┌─ Task inputs

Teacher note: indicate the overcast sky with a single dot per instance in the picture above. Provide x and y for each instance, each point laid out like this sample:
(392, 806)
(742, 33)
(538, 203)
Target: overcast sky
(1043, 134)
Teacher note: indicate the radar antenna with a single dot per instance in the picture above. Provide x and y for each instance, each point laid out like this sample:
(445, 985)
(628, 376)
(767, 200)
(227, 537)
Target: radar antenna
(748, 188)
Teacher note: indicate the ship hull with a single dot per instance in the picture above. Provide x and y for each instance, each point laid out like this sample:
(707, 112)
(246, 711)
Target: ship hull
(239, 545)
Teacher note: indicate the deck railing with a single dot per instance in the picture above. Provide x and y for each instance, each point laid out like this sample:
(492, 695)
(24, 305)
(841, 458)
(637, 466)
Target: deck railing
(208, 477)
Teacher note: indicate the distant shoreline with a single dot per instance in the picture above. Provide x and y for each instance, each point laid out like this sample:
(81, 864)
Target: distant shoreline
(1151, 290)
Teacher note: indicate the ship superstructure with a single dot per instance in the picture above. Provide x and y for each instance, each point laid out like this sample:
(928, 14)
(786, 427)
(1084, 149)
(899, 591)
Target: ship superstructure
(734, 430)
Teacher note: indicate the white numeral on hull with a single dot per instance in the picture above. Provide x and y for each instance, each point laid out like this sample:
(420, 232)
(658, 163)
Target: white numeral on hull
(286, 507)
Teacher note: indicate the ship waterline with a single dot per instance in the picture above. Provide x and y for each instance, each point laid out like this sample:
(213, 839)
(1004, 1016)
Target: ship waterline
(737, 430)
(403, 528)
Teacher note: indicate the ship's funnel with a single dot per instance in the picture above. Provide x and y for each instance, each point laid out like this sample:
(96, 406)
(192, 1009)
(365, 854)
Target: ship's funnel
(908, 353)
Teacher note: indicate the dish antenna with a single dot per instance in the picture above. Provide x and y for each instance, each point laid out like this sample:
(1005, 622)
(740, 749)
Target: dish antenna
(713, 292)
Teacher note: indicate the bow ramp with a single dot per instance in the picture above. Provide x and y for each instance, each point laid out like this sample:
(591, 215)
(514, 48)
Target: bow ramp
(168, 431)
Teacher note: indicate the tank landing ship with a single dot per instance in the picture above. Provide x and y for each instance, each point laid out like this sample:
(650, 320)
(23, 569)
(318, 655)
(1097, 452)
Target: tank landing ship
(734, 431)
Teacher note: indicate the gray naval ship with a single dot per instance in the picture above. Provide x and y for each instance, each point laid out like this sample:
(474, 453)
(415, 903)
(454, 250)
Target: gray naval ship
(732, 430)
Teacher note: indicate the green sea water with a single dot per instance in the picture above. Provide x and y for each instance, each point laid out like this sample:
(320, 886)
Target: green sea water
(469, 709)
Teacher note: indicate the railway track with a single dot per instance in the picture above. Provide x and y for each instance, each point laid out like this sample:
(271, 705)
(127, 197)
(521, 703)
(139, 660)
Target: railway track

└─

Copy out the records above without altering anything.

- Response
Teacher note: indicate the overcast sky with a single dot per instance in the picture above. Provide x and y for each instance, each point laid out like this sample:
(392, 806)
(742, 33)
(538, 203)
Target: overcast sky
(1043, 134)
Teacher note: indicate the radar antenna with a single dot per instance in the picture above. Provide x and y for each instance, each point laid out like this sample:
(445, 985)
(628, 376)
(767, 200)
(227, 537)
Target: radar antenna
(748, 188)
Teacher note: indicate the ship hull with a single dot per instance in the picture above. Provide x and y for each instance, each point laid out like this sample:
(707, 112)
(246, 711)
Target: ship hull
(239, 545)
Teacher note: indicate the deck railing with a single dot per instance in the picture above. Provide x and y for each instance, each point laid out like this sample:
(492, 695)
(24, 305)
(841, 458)
(637, 466)
Target: deck railing
(208, 477)
Teacher note: indicate the distant shoreline with a single dot per instance in the picture above. Provide x and y for each instance, each point laid out like this sample:
(81, 864)
Target: distant shoreline
(1151, 290)
Teacher note: indicate the ship superstructure with a single dot per instance in the picture above. Provide x and y for each instance, each point laid out like this sample:
(928, 14)
(786, 427)
(1084, 149)
(899, 591)
Target: ship superstructure
(734, 430)
Teacher note: indicate the white numeral on hull with a single dot per instance in the picture above. Provide x and y for each instance, each point laid out like this sample:
(420, 232)
(658, 163)
Target: white numeral on hull
(286, 507)
Teacher note: indicate the ship waterline with a single dot per instance in the picture above. Provide x and y for each instance, each point laid out like this sample:
(213, 839)
(1004, 1016)
Target: ship waterline
(737, 430)
(403, 528)
Teacher note: indicate the ship's funnel with a single dot per instance in the picture above. Provide x and y for each instance, each point laid out like this sample:
(96, 406)
(192, 1009)
(365, 854)
Target: ship's funnel
(908, 353)
Teacher note: indicate the dish antenna with a single dot per instance in the picture above. Provide x and y for each instance, each point laid out like this sample:
(1005, 622)
(740, 749)
Target: dish antenna
(713, 292)
Teacher note: indicate the bow ramp with a single dot per instance in the picture above. Provide x and y for each instance, each point laid out like this sample:
(591, 215)
(514, 48)
Target: bow ramp
(168, 431)
Teacher note: indicate the tank landing ship with a single dot per instance in the picture above. Provide x and y for each instance, each point laid out like this sample:
(650, 320)
(23, 569)
(318, 655)
(1097, 452)
Target: tank landing ship
(734, 431)
Teacher note: indicate the gray naval ship with a single dot per instance in the picture above. Provide x and y for each instance, each point laid out like this sample:
(474, 453)
(415, 903)
(454, 250)
Target: gray naval ship
(732, 430)
Teacher note: indicate the green sea water with a single dot per instance in the picture above. Provide x and y for each instance, each point laid out like this sample:
(320, 886)
Target: green sea water
(469, 709)
Teacher note: indicate the railway track with a single dot per instance in the picture above. Provide x and y for each instance, each point laid out like this sample:
(271, 705)
(127, 197)
(521, 703)
(139, 660)
Target: railway track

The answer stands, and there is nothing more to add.